Point-per-instance localization data:
- - -

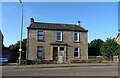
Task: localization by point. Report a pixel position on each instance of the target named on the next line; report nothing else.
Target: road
(64, 71)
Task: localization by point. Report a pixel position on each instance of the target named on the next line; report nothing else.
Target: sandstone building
(58, 42)
(1, 43)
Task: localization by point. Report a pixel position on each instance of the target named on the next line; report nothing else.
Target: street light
(21, 27)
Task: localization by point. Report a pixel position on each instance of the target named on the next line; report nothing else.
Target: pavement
(15, 66)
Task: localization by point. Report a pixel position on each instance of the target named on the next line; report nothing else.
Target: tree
(109, 48)
(94, 49)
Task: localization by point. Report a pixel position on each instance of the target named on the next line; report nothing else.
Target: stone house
(57, 42)
(1, 43)
(117, 39)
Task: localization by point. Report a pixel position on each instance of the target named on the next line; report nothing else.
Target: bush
(86, 61)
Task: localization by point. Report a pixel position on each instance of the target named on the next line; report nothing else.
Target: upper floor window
(59, 36)
(76, 36)
(39, 52)
(40, 35)
(76, 52)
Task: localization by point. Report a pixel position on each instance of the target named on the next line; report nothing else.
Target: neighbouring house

- - -

▶ **Your assignment**: Only the lines from the one containing "Target: tree" through the end of the entries above belong in the answer; repeat them exactly.

▶ **Exercise solution**:
Target: tree
(109, 48)
(94, 49)
Task: localization by point. Report a pixel position on each instance of the target named on the next line; report nothing else.
Target: stone house
(57, 42)
(1, 43)
(117, 39)
Task: localization by point. Report a pixel position on each instance of the target named on the next line; report nothing else.
Target: bush
(86, 61)
Task: localization by point. Report a pixel position on each instance of the target named on the next line; report nothing else.
Target: upper floor window
(59, 36)
(76, 36)
(39, 52)
(40, 35)
(76, 52)
Task: localization by point. Report a pixel position on each instance of the target named on the next line; report nothing else.
Target: neighbouring house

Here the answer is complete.